(Records contained in a dataset)
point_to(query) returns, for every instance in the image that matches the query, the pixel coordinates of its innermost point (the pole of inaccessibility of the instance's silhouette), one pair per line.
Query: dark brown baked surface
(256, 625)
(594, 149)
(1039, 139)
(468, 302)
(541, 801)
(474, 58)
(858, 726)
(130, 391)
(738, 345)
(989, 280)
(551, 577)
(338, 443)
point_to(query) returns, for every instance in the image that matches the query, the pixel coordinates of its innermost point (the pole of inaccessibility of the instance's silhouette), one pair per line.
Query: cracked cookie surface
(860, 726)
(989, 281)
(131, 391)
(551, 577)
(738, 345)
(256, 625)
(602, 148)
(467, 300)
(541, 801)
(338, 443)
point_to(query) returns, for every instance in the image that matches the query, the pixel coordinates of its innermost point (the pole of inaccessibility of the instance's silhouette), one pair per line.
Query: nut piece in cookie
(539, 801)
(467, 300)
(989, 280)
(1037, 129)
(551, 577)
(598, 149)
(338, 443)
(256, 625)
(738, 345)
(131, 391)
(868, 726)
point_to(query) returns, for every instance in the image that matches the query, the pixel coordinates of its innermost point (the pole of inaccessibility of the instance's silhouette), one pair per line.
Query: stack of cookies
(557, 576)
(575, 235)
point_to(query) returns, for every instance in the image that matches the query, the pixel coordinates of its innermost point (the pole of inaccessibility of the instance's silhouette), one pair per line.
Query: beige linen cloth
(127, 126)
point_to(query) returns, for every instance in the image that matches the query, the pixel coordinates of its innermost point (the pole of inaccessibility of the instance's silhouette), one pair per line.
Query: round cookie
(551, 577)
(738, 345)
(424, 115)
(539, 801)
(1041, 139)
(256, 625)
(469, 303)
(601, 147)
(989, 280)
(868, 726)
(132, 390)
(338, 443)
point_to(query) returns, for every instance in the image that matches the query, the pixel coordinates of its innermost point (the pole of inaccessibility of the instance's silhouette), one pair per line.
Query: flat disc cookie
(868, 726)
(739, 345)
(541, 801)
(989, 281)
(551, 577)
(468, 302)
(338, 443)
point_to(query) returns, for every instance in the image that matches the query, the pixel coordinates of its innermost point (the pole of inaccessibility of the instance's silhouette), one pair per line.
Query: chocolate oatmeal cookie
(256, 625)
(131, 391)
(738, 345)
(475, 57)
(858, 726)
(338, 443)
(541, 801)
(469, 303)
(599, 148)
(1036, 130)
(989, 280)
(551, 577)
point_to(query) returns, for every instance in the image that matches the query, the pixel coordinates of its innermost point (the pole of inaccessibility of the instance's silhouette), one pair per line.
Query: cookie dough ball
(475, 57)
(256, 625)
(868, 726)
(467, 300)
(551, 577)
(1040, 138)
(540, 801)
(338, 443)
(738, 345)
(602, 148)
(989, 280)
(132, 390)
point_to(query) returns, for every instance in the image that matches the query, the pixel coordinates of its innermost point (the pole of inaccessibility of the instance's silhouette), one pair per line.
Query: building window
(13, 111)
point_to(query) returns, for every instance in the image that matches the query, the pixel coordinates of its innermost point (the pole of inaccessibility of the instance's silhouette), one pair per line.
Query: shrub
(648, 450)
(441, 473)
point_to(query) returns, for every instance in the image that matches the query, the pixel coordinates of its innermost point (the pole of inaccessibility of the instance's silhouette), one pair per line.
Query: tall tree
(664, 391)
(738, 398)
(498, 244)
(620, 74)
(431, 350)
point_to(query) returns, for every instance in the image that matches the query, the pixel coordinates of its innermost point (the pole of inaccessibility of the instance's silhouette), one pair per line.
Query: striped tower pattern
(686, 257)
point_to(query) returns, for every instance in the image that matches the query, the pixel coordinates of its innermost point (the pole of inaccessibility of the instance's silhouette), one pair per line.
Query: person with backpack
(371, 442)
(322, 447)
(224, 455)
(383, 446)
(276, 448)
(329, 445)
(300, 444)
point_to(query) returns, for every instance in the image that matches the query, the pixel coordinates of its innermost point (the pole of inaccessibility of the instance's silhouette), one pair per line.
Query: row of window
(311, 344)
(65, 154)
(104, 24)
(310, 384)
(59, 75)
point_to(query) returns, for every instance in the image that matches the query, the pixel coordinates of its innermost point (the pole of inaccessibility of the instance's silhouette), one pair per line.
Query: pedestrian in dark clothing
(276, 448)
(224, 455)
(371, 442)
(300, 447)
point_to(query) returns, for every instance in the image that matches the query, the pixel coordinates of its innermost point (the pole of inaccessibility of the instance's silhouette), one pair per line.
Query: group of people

_TASK DETAILS:_
Identify every line of the listing above that contains the word "window", and copy each such line. Case counts.

_CORRECT ANSWER:_
Query: building window
Query: row of window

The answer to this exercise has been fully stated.